▶ Kutipan Terpilih
Didalam praktek kehidupan kenegaraan sejak masa awal
kemerdekaan hingga saat ini, ternyata paham demokrasi perwakilan yang
dijalankan di Indonesia terdiri dari beberapa model demokrasi perwakilan yang
saling berbeda satu dengan lainnya.
B.
Rumusan Masalah
1.
Apa
pengertian demokrasi?
2.
Apa
saja macam-macam demokrasi?
3.
Apa
prinsip-prinsip demokrasi?
4.
Bagaimana
proses demokrasi di Indonesia?
5.
Apakah demokrasi untuk rakyat?
C.
Pembahasan
1. Pengertian Demokrasi
Pengertian tentang demokrasi
dapat dilihat dari tinjauan bahasa (etimologis) dan istilah (terminologis).
Secara etimologis “demokrasi” terdiri dari dua kata yang berasal dari bahasa
Yunani yaitu “demos” yang berarti rakyat atau penduduk suatu tempat dan
“cratein” atau “cratos” yang berarti kekuasaan atau kedaulatan.
Jadi secara bahasa demos-cratein atau demos-cratos (demokrasi)
adalah keadaan negara dimana dalam sistem pemerintahannya kedaulatan berada di
tangan rakyat, kekuasaan tertinggi berada dalam keputusan bersama rakyat,
rakyat berkuasa, pemerintahan rakyat dan kekuasaan oleh rakyat.
Sementara itu, pengertian
secara istilah sebagaimana dikemukakan para ahli sebagai berikut:
(a)
Menurut
Joseph A. Schmeter, demokrasi merupakan suatu perencanaan institusional untuk
mencapai keputusan politik dimana individu-individu memperoleh kekuasaan untuk
memutuskan cara perjuangan kompetitif atas suara rakyat.
(b)
Sidney
Hook berpendapat demokrasi adalah bentuk pemerintahan dimana
keputusan-keputusan pemerintah yang penting secara langsung atau tidak langsung
didasarkan pada kesepakatan mayoritas yang diberikan secara bebas dari rakyat
dewasa.
(c)
Philippe
C. Schimeter dan Terry Lynn Karl menyatakan demokrasi sebagai suatu sistem
pemerintahan dimana pemerintah dimintai tanggung jawab atas tindakan-tindakan
mereka di wilayah publik oleh warganegara, yang bertindak secara tidak langsung
melalui kompetisi dan kerjasama dengan para wakil mereka yang telah terpilih.

▶ Latihan Tertulis a
Ambil semua baris di bawah ini yang memuat kata "jacket".

[Baris dataset penunjukan objek]
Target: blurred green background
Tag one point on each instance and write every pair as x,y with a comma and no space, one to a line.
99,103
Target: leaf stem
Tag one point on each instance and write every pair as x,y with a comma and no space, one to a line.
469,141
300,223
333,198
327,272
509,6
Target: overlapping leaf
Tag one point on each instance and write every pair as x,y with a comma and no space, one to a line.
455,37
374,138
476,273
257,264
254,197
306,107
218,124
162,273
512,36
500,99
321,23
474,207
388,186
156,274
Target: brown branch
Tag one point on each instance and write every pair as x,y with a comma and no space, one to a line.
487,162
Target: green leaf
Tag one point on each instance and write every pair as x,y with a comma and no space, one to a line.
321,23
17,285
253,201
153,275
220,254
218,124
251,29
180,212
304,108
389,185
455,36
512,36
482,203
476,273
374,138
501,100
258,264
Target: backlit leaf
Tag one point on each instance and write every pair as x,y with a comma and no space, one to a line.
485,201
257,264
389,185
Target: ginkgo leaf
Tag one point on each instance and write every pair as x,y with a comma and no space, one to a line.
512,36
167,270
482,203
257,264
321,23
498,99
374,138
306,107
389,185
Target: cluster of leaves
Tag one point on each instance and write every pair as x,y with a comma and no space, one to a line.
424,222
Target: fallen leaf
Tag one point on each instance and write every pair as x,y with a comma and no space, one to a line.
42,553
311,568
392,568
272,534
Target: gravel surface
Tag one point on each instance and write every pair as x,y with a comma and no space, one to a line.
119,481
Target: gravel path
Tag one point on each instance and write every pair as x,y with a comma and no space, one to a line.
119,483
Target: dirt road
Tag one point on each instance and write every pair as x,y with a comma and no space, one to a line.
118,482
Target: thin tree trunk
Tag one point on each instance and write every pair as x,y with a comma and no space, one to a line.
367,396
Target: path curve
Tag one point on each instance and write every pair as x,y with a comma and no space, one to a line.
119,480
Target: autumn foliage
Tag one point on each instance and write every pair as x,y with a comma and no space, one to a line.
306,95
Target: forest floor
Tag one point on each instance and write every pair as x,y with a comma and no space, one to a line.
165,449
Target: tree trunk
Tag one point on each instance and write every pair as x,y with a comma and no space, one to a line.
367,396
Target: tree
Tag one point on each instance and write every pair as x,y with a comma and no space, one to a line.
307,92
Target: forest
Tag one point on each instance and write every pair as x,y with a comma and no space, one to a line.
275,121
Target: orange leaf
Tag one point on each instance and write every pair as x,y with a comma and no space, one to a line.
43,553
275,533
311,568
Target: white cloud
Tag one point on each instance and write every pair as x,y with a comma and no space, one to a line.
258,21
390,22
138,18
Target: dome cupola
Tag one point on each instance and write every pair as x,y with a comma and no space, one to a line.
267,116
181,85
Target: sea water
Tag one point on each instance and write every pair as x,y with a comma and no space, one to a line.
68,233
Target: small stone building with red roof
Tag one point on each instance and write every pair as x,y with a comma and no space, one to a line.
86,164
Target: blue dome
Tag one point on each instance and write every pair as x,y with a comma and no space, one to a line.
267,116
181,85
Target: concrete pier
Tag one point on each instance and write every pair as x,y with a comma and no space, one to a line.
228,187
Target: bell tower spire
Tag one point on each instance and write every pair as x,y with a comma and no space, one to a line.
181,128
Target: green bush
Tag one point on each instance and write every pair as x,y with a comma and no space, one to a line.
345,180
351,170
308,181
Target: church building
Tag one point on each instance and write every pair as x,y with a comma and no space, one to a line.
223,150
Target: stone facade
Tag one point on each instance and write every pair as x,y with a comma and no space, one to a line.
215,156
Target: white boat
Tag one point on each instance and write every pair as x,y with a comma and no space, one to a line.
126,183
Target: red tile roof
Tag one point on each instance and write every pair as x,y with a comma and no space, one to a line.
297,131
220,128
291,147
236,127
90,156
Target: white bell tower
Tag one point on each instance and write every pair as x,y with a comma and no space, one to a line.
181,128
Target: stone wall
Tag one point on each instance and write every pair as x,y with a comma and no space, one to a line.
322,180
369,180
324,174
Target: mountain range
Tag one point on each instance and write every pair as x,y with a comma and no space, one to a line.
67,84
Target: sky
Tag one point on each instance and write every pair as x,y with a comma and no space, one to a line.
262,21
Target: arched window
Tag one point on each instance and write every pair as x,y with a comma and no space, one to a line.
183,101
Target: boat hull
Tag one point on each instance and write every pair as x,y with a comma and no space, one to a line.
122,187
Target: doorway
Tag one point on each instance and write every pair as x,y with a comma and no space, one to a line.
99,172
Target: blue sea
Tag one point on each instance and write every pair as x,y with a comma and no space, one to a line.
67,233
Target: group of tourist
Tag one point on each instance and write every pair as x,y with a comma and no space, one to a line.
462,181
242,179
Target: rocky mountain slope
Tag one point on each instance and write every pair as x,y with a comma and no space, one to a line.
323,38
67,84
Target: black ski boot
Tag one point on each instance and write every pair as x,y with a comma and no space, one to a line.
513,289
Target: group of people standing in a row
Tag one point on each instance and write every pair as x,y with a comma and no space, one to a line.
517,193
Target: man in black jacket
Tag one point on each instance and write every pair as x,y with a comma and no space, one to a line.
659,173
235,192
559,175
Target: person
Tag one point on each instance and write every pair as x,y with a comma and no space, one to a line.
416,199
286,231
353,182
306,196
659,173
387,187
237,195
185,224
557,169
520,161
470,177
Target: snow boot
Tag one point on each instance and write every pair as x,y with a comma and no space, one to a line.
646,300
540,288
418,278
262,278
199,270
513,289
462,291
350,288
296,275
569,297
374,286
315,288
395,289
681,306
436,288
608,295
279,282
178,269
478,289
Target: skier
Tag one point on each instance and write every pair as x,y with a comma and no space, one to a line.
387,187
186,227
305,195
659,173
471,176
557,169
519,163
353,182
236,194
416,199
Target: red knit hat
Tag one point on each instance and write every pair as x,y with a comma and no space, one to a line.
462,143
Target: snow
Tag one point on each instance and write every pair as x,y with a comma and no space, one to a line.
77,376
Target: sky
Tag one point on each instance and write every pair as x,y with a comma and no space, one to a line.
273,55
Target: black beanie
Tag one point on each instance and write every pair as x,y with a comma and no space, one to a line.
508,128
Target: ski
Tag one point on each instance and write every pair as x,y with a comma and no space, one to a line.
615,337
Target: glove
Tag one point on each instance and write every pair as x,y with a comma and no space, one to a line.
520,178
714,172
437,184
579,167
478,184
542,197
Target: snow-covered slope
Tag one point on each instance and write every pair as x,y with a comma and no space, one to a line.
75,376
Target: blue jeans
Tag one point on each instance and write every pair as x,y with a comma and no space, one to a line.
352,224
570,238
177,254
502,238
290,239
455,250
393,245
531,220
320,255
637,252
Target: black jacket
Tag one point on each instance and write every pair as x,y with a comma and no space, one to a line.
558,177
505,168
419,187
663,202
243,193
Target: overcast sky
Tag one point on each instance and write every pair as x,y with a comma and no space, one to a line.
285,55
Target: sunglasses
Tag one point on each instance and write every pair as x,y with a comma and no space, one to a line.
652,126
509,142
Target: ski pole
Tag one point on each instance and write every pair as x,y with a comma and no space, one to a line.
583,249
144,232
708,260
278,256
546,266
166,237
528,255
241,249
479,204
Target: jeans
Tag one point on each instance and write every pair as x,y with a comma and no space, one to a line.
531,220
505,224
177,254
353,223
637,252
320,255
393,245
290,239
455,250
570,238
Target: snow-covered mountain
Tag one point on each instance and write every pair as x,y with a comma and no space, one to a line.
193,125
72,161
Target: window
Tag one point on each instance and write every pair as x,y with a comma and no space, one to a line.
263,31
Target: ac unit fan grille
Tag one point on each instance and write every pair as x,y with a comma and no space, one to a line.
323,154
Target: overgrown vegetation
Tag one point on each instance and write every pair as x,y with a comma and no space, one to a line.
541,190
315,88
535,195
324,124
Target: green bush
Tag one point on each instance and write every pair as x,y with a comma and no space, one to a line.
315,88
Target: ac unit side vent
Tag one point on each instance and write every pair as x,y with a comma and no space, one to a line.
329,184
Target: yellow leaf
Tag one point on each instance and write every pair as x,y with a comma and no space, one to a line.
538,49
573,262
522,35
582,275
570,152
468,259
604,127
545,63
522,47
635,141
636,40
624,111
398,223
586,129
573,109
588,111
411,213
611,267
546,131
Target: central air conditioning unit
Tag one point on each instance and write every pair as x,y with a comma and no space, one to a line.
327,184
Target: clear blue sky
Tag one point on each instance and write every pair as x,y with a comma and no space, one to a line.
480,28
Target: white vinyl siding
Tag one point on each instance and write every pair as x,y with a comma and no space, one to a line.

▶ Latihan Tertulis b
Tampilkan persis bagian kutipan tentang demokrasi di atas, mulai dari "adalah keadaan negara" sampai dengan "atas suara rakyat.", termasuk kata-kata penutup itu.

▶ Jawaban a
Target: man in black jacket
Target: black jacket

▶ Jawaban b
adalah keadaan negara dimana dalam sistem pemerintahannya kedaulatan berada di
tangan rakyat, kekuasaan tertinggi berada dalam keputusan bersama rakyat,
rakyat berkuasa, pemerintahan rakyat dan kekuasaan oleh rakyat.
Sementara itu, pengertian
secara istilah sebagaimana dikemukakan para ahli sebagai berikut:
(a)
Menurut
Joseph A. Schmeter, demokrasi merupakan suatu perencanaan institusional untuk
mencapai keputusan politik dimana individu-individu memperoleh kekuasaan untuk
memutuskan cara perjuangan kompetitif atas suara rakyat.